Given instruction:
Please extend the text below on the Department for Education's spending on advisers for free schools, picking up after its final sentence.

Text to read:
The figures, provided by the Department for Education in response to our Freedom of Information requests, show a month-by-month breakdown of “advisor” costs, which until now have been buried in its overall expenditure for free schools.

£2.6 billion has been spent on free schools in total, most of which went on the cost of buildings and land.

However, these new figures show £93.2 million has been spent on legal, property and technical advisers – most of whom are private contractors – over the past three years, for advice on buying up potential sites and old buildings.

According to the FoI data, £64.4 million went on “technical advisers”: project managers who secure and oversee building contractors.

Next most expensive were “property advisers”, who oversee due diligence and planning permission for sites, at a cost of £18.2 million.

Ironically, money can be wasted elsewhere on these projects where inflexibility stops the ESFA from being sufficiently reactive to situations

Finally, more than £10.5 million seems to have been spent on lawyers, though new accounting rules, which change the way the DfE counts legal costs, mean the true figure is likely to be even higher.

But even though the DfE appears to have spent almost nine figures on external advisers, they could also be driving savings.

Simon Webber, a partner at accountancy firm Kreston Reeves, who has helped set up free schools, said by hiring outside staff as technical and property advisers, the Education and Skills Funding Agency saves on the cost of employing them all year-round, he said.

He also said the ESFA had driven cheaply when tendering for building contracts, so that the offer on the table could be “unrealistically low”.

For example, on one school project, the ESFA had to re-tender three times before it set a price in line with the market and was successful. Although this shows the ESFA’s commitment to getting the best value for public money, by the time a contractor was found, thousands of pounds had been spent on multiple tender processes over two years.

“Ironically, money can be wasted elsewhere on these projects where inflexibility stops the ESFA from being sufficiently reactive to situations,” he said.

Earlier this year the National Audit Office said the lack of expertise at the ESFA was preventing it from driving deals when purchasing sites and buildings – often meaning it paid “above market price” when it needn’t.

The DfE set up its own private property company, LocatED, to hire more experienced staff, in 2016.

At £10 million over three years, the legal costs are relatively lower than for other advisers, but Schools Week was told the figure relates to the ESFA’s own “legal panel” and does not include the fees paid to external commercial lawyers.

Dominic Swift, head of property and chair of education strategy at law firm Browne Jacobson, said the ESFA was advised by a special panel of lawyers who “make sure a proper process is applied” to quotes for building contracts, thereby trying to keep costs down.

Four years ago, legal costs were much higher: publicly available data on free school spending showed costs of up to £30 million per month, but open release of this data stopped in April 2014.

A footnote in an NAO report from 2013 reveals that between 2013 and 2014 a change occurred in the way “contractor costs” were dealt with in accounts.

Previously, legal contractor costs were part of project management costs but from 2014 onwards they were “capitalised and included in capital spending”.

After this time, expenditure on lawyers dropped from upwards of £10 million per month to under £1 million.

Toby Young

Schools Week asked the department to clarify if the costs provided to the paper included all money spent on lawyers, as was requested, or if some legal contractor costs were hidden within the capital costs. The DfE said the costs for legal advice provided to Schools Week are correct.

Supplied records:
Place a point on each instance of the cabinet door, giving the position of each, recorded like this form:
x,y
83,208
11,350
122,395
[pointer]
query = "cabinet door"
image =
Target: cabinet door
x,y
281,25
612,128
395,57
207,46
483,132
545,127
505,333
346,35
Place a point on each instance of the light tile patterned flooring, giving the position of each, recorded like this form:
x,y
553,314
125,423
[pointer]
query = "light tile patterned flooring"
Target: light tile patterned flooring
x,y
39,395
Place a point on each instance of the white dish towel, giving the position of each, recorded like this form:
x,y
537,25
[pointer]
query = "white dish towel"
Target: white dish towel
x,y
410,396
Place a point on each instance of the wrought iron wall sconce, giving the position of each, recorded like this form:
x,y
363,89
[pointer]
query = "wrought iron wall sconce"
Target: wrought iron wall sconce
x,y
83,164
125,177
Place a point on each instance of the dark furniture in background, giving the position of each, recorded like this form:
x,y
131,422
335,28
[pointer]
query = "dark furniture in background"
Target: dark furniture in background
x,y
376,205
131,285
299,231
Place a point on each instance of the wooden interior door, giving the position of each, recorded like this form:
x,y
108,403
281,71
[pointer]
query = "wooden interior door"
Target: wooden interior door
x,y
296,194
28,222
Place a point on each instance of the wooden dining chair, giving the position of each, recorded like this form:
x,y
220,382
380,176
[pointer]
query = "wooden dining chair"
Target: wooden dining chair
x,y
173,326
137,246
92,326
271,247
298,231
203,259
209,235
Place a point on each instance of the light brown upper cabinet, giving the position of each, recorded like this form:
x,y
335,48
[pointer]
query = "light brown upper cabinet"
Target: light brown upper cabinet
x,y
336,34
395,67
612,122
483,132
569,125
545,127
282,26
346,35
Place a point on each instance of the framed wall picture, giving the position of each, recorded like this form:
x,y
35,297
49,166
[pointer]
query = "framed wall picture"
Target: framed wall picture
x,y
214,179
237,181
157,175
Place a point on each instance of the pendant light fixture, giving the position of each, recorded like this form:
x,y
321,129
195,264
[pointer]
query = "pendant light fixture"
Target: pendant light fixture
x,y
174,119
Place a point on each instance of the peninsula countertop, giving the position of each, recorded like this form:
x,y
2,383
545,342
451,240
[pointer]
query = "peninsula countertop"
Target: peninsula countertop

The response:
Toby Young, a champion of free schools and co-founder of the West London Free School, defended advisor costs, saying it would be “impossible” to complete new schools without project managers.

In his experience setting up four free schools, the DfE’s procurement process for employing these advisers was “robust”.

He also noted that free schools were 29 per cent cheaper to build in 2015 than schools developed under Labour’s Building Schools for the Future Programme, as was reported by the NAO earlier this year.

But he acknowledged it was hard to say whether free schools are good value for money by comparing them to the BSF programme, as this had been “extravagant”.

Determining if these hidden advisor costs are comparable has proved almost impossible. Schools Week approached the Local Government Information Unit, the NAH and the Chartered Institute of Public Finance and Acfcountancy for advice both on how much a school should cost to build and for advisory costs, but was told no such target has ever been set and that no breakdowns were available.

Paul Whiteman, the general secretary of the National Association of Head Teachers, said these costs were galling when budgets in many schools are “at breaking point”.

Heron Hall Academy: £40 million

This secondary school, which belongs to the Cuckoo Hall Academy Trust (CHAT) in London, opened last year in new buildings with a hefty investment from the Department for Education.

The trust told parents in a letter in 2015 it had secured £40 million to buy the land and build a new secondary school in Enfield in north London – one of the highest amounts ever reported for building a new free school.

The funds were threaten when the trust had to suspend its executive headteacher over allegations from staff, including over bullying and HR procedures. Some of these were upheld, such as staff starting at school without a DBS, but other allegations were overturned and the executive head was reinstated in January 2015.

David Barry, a member of Local Schools Network, which campaigns against schools being built where they are not needed, said at the time that the investment might “not be prudent to pursue”.

But the government gave the go-ahead to find a new location for Heron Hall academy, which was already open on a temporary site, and asked CHAT to choose from several sites in the local area.

The trust chose a derelict 1930s building last used as a campus by Middlesex University, which needed extensive refurbishment before opening as a school.

The green light came despite the Education and Skills Funding Agency issuing the trust with a financial notice to improve in February 2015, on the grounds family members had been employed improperly and conflicts of interest weren’t declared. There were also “serious concerns on governance”.

This school has now been built, with 535 pupils in attendance this year, projected to grow to 1,600 in the next four years, a spokesperson for CHAT confirmed. Ofsted rated the school ‘good’ in all categories at its last inspection in 2015, when it was still in temporary buildings, in particular noting strong governance and the headteacher’s “strong vision for excellence”.

The site was chosen partly because it is in the catchment area of the trust’s other four primary schools, and is one of the most deprived boroughs of London, they added.

Cambourne Village College: £20 million

Cambourne Village College, part of the Cam Academy Trust in Cambridgeshire, ranks as the most expensive free school in the government’s out-of-date spreadsheet on free school costs.

The DfE has not updated its data on “capital funding for open free schools, UTCs and studio schools” since March 2016. Even then, there are only 55 schools on the list and the most recent was built in 2013.

According to that data, Cambourne Village College cost the most, with the local authority also having to cough up millions of pounds.

The secondary school, which opened to hold 750 pupils, cost £20.36 million in total, including acquisition, construction, legal, property and technical fees, a spokesperson for the DfE confirmed.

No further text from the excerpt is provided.